THE EXERCISE
Repeat what the lines below say, word for word, and skip every image.

-*-

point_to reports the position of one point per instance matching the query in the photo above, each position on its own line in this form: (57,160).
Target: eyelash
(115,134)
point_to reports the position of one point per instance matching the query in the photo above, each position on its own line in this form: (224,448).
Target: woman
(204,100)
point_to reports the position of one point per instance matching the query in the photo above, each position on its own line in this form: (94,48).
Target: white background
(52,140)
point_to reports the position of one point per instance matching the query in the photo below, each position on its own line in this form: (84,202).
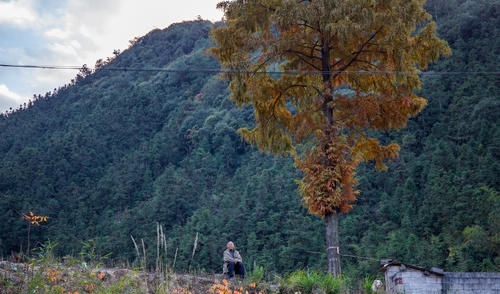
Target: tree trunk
(332,243)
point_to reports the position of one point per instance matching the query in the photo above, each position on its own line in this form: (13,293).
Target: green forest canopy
(112,153)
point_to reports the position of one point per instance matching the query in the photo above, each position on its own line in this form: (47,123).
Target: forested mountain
(127,145)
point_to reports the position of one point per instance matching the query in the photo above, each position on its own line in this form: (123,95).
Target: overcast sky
(76,32)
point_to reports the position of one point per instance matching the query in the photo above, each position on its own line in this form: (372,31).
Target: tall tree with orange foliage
(323,76)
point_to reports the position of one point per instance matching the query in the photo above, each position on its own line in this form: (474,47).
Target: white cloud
(77,32)
(17,13)
(56,33)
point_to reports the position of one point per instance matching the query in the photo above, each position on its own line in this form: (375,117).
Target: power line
(217,70)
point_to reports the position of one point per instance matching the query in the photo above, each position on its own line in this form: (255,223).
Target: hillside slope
(119,150)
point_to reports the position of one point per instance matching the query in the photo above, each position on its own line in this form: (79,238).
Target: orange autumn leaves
(225,288)
(34,219)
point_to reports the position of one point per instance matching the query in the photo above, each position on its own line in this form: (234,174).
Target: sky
(76,32)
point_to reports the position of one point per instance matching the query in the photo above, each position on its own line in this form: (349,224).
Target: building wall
(477,283)
(400,279)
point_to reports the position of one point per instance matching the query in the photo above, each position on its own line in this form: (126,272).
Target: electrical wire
(216,70)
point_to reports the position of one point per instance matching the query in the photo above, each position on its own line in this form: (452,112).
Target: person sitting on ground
(233,263)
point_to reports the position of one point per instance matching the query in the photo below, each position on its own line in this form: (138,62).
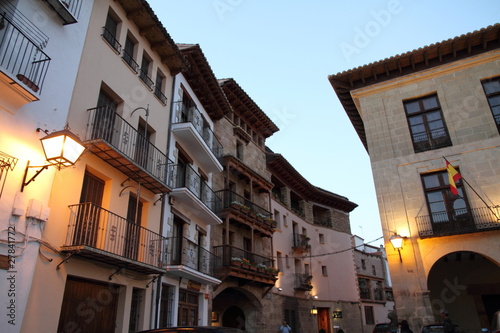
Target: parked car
(195,329)
(438,328)
(383,328)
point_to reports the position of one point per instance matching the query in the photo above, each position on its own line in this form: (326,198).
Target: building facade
(244,241)
(374,283)
(317,286)
(40,51)
(414,112)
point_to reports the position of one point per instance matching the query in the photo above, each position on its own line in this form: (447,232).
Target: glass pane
(430,103)
(415,120)
(491,87)
(432,116)
(494,100)
(431,181)
(412,107)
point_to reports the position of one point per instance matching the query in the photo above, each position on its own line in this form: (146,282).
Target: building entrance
(467,285)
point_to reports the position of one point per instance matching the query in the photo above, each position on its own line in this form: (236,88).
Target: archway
(237,308)
(467,285)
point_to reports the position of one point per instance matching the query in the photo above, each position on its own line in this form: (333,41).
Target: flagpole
(472,188)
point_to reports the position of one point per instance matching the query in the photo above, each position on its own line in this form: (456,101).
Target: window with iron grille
(492,90)
(369,317)
(426,123)
(447,211)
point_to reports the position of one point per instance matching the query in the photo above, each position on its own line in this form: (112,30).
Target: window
(239,150)
(144,72)
(277,218)
(426,124)
(448,212)
(159,88)
(128,54)
(369,318)
(364,288)
(279,257)
(109,32)
(492,90)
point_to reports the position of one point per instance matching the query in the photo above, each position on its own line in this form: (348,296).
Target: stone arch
(467,284)
(238,308)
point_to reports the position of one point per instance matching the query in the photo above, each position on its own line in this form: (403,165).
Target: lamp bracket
(28,166)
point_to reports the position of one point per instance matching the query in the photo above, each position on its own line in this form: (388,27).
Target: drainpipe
(162,215)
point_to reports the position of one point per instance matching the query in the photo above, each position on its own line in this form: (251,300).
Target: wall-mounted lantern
(61,149)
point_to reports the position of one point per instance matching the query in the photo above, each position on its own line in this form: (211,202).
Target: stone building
(413,112)
(317,286)
(374,282)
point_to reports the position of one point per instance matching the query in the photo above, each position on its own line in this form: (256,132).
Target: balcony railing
(193,116)
(182,251)
(160,95)
(105,124)
(143,75)
(98,228)
(21,57)
(460,221)
(303,281)
(231,199)
(301,242)
(230,255)
(183,175)
(111,40)
(438,138)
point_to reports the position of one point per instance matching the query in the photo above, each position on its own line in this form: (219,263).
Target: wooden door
(88,306)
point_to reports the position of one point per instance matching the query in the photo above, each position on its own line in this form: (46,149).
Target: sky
(281,53)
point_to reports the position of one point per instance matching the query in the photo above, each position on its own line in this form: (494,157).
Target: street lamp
(61,148)
(397,242)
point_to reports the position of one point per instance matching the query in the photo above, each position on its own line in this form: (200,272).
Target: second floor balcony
(98,234)
(192,191)
(245,211)
(185,258)
(117,142)
(193,132)
(23,64)
(458,221)
(245,265)
(303,282)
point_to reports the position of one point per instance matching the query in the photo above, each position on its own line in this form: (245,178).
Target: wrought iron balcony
(193,131)
(190,189)
(117,142)
(68,10)
(459,221)
(238,263)
(160,95)
(437,138)
(181,253)
(143,75)
(301,242)
(21,59)
(246,210)
(110,38)
(303,281)
(101,235)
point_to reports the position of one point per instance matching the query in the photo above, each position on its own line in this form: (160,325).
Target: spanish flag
(453,177)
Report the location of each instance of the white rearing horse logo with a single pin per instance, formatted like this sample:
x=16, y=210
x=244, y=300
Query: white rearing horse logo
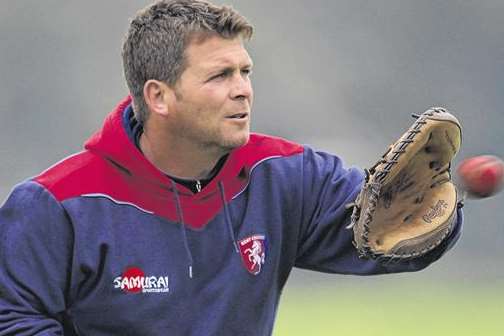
x=255, y=254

-*-

RESPONSE
point_to reports the position of one point per instance matching the query in the photo above, each position on its own line in this form: (57,160).
Target: eyelash
(115,134)
point_to reports the position of one point per instance matching the query in the photo above, each position on its own line in this form: (224,448).
Target: woman
(204,100)
point_to reports the position of one point per instance matching the query in the photo above, each position on its own line in this form: (94,48).
Target: white background
(52,140)
point_to reports the position of one point per instance matching the query in the photo below, each position on its own line in this form: (84,202).
Target: tree trunk
(332,243)
point_to reports the position of one point per instance matching the query in the photo above, each position on its own line in this form: (13,293).
Target: green forest canopy
(112,153)
point_to reports the position of one point per instance matching the query in the photo above, each position on its own line in this form: (47,123).
Target: forested mountain
(127,145)
point_to reports the position of one point per instance matching the query in the photo above, each position on its own line in this form: (123,95).
Target: overcast sky
(76,32)
point_to reports the position of one point per instance matching the query in the photo above, each position on its own line in this form: (372,31).
Target: tall tree with orange foliage
(323,76)
point_to reports the position of one point per instance matching the query in the photo above, each position on its own line in this form: (474,47).
Target: white cloud
(77,32)
(17,13)
(56,33)
point_to reports the position of one point per instance matching the query in the photo above, each position on its own line in this form: (375,117).
Target: power line
(217,70)
point_to reports the position of one point per instance matching the query in the photo above, each position on its own line in this form: (255,223).
Target: hillside slope
(119,150)
point_to reports the position of one point per instance matching the query in the photo above, each position on its own line in this form: (79,238).
Target: orange autumn leaves
(225,288)
(34,219)
point_to reports the position of one point per instance matching the query in the photo above, each position on its own line in this form: (234,174).
Target: sky
(76,32)
point_to reports the position of one point per instance matching the query in the photo above, each position on its own line in this form: (349,224).
Target: building wall
(477,283)
(400,279)
point_to reports the position of one point per instance matching the query in the photo above, each position on its own line in this form: (126,272).
Target: electrical wire
(216,70)
point_to reports the position of one point per instance matching the query in the photo above, each position on its own line in this form: (452,112).
Target: person sitting on ground
(233,263)
point_to reports the position of one point per instance matching the query in the photo below, each position on its own line in this form: (138,62).
Target: parked car
(195,329)
(438,328)
(383,328)
point_to reports the position of one point per instance matching the query in the photo above, each position on its own line in this form: (326,198).
Target: building facade
(244,241)
(374,283)
(317,286)
(40,51)
(414,112)
point_to reports the position of one point per instance matching the query in the photo above, each position on its own line in this form: (447,232).
Target: glass pane
(430,103)
(415,120)
(491,87)
(432,116)
(494,100)
(431,181)
(412,107)
point_to reports the position of one point per instance matching the query in the photo above, each position on its own line in this form: (146,282).
Target: building entrance
(467,285)
point_to reports the position of one point per instance matching the query in the photo above, each position on its own line in this form: (236,88).
Target: archway
(237,308)
(467,285)
point_to reports the position of one point per instance matching the query in the photo above, each position on its own line in this form: (333,41).
Target: flagpole
(472,188)
point_to reports the position of one point per instance matching the query in the photo above, each position on its own line in this form: (456,101).
Target: window with iron grille
(492,90)
(369,317)
(426,123)
(447,211)
point_to reports the position of one point per instance matching the query in the photo above, each position on its own line in this form: (112,30).
Target: window
(239,150)
(144,72)
(277,218)
(426,124)
(448,212)
(159,88)
(128,54)
(369,318)
(364,288)
(279,257)
(109,32)
(492,90)
point_to reports the position of one point per instance matching the query in the photo above, each position on its own line in this form: (348,296).
Target: stone arch
(467,284)
(238,308)
point_to reports the position of one point per instance matching the query in the photo above, each position on its own line in this form: (403,165).
Target: lamp bracket
(28,166)
point_to reports the position of one point per instance matching the query in the photo above, each position on its own line in this form: (388,27).
Target: drainpipe
(162,215)
point_to reports the position of one point per instance matching the query in the photo above, each position on its own line in this form: (251,300).
Target: wall-mounted lantern
(61,149)
point_to reports the position of one point per instance matching the query in the photo above, each position on its own line in this form: (211,202).
Target: stone building
(413,112)
(317,286)
(374,282)
point_to reports the position of one point per instance matching the query in the photo above, each position on its own line in this form: (256,132).
Target: balcony railing
(193,116)
(182,251)
(160,95)
(105,124)
(143,75)
(98,228)
(21,57)
(460,221)
(303,281)
(231,199)
(301,242)
(230,255)
(183,175)
(111,40)
(438,138)
point_to reports the position of one point per instance matching the query in the photo above, each position on its own line in this form: (219,263).
Target: wooden door
(88,306)
point_to reports the position of one point per instance matching the query in the photo above, each position on its own line in this form: (46,149).
Target: sky
(281,53)
point_to reports the position of one point per instance matching the query in the photo above, each position on its own line in this form: (494,157).
Target: street lamp
(61,148)
(397,242)
point_to reports the position of one point per instance matching the query in the photo above, each position on its own line in this form: (200,272).
Target: second floor balcony
(98,234)
(192,191)
(245,211)
(185,258)
(117,142)
(193,132)
(23,64)
(458,221)
(245,265)
(303,282)
point_to reports the position of one point per instance matching the query in the photo above, each position on its own line in this form: (245,178).
Target: wrought iron balcony
(193,131)
(190,189)
(117,142)
(68,10)
(459,221)
(238,263)
(160,95)
(437,138)
(181,253)
(143,75)
(301,242)
(21,59)
(246,210)
(110,38)
(303,281)
(101,235)
point_to reports the position of one point per instance matching the query in the photo above, each position on its own line in this form: (160,325).
Target: spanish flag
(453,177)
Report the location of each instance of the white rearing horse logo with a single pin per instance, formatted like this sample:
x=16, y=210
x=244, y=300
Query: white rearing horse logo
x=255, y=254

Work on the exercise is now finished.